##### 文档段落

定时任务----时间轮算法
背景
在实际的业务场景中,我们常常需要周期性执行一些任务,比如巡查系统资源,处理过期数据等等。这些事情如果人工去执行的话,无疑是对人力资源的浪费。因此我们就开发出了定时任务。目前业界已有许多出色的定时任务框架,如quartz,elastic-job,包括SpringBoot也提供了定时任务,当然JDK本身也提供了定时任务功能。
那么我们在用这些框架的时候,有没有想过它们是怎么实现定时任务的呢?时间轮算法就是这样一种实现定时任务的方法。
概述
时间轮算法是通过一个时间轮去维护定时任务,按照一定的时间单位对时间轮进行划分刻度。然后根据任务的延时计算任务该落在时间轮的第几个刻度,如果任务时长超出了时间轮的刻度数量,则增加一个参数记录时间轮需要转动的圈数。
时间轮每转动一次就检查当前刻度下的任务圈数是否为0,如果为0说明时间到了就执行任务,否则就减少任务的圈数。这样看起来已经很好了,可以满足基本的定时任务需求了,但是我们还能不能继续优化一下呢?答案是可以的。想想我们家里的水表,它是不是有多个轮子在转动,时间轮是不是也可以改造成多级联动呢?建立3个时间轮,月轮、周轮、日轮,月轮存储每个月份需要执行定时任务,转动时将当月份的任务抛到周轮,周轮转动时将当天的任务抛到日轮中,日轮转动时直接执行当前刻度下的定时任务。
研究分析
笔者从github找了一个时间轮的项目,我们来研究一下时间轮的具体实现是怎样的。

##########
##### 所给数据行

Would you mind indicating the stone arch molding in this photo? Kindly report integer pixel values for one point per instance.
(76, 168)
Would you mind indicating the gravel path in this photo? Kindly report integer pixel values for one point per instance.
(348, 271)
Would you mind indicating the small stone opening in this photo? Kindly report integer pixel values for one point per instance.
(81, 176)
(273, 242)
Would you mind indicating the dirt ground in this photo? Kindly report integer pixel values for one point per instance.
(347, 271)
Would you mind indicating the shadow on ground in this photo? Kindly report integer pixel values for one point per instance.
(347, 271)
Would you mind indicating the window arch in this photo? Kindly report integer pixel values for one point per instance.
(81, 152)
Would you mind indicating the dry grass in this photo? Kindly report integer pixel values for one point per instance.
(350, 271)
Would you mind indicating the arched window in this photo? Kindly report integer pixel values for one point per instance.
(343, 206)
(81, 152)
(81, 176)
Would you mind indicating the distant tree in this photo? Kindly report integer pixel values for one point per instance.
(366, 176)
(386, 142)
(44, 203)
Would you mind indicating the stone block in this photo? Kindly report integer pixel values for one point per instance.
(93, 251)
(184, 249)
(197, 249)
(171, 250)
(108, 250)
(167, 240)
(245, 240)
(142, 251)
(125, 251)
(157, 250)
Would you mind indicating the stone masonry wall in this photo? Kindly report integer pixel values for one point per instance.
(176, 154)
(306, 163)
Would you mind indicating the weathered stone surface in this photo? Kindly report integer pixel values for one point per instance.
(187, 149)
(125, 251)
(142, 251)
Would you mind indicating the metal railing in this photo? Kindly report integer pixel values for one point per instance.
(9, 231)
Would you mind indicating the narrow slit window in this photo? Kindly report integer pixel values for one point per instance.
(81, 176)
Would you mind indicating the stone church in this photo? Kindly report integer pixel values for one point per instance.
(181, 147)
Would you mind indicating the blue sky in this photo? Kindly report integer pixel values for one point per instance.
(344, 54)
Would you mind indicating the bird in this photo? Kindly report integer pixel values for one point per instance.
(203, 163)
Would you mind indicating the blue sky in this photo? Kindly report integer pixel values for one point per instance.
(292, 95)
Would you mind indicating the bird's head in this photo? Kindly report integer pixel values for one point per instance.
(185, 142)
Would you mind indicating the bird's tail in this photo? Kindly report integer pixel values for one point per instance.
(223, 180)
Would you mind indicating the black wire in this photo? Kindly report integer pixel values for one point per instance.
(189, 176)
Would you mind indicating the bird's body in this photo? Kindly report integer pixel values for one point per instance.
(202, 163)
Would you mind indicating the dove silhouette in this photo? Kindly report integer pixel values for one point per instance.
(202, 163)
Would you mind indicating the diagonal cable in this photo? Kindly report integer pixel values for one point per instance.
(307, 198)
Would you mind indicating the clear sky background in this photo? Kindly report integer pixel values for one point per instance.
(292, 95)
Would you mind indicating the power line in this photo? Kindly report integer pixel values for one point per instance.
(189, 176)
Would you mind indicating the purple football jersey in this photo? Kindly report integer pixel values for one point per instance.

##########

» **给定要求 A**:
按照这篇讲时间轮算法的文档,改造成多级联动时要建立哪三个时间轮?
» **给定要求 B**:
把时间轮文档中从"那么我们在用这些框架的时候,有没有想过它"起、到"笔者从github找了一个时间轮的项目,我们来研究一下时间轮的具体实现是怎样的。"为止(含这两处)的内容再写一遍,其中的"刻度"一律改称"槽位"。

» **完整答案 A**:
月轮、周轮、日轮。

» **完整答案 B**:
那么我们在用这些框架的时候,有没有想过它们是怎么实现定时任务的呢?时间轮算法就是这样一种实现定时任务的方法。
概述
时间轮算法是通过一个时间轮去维护定时任务,按照一定的时间单位对时间轮进行划分槽位。然后根据任务的延时计算任务该落在时间轮的第几个槽位,如果任务时长超出了时间轮的槽位数量,则增加一个参数记录时间轮需要转动的圈数。
时间轮每转动一次就检查当前槽位下的任务圈数是否为0,如果为0说明时间到了就执行任务,否则就减少任务的圈数。这样看起来已经很好了,可以满足基本的定时任务需求了,但是我们还能不能继续优化一下呢?答案是可以的。想想我们家里的水表,它是不是有多个轮子在转动,时间轮是不是也可以改造成多级联动呢?建立3个时间轮,月轮、周轮、日轮,月轮存储每个月份需要执行定时任务,转动时将当月份的任务抛到周轮,周轮转动时将当天的任务抛到日轮中,日轮转动时直接执行当前槽位下的定时任务。
研究分析
笔者从github找了一个时间轮的项目,我们来研究一下时间轮的具体实现是怎样的。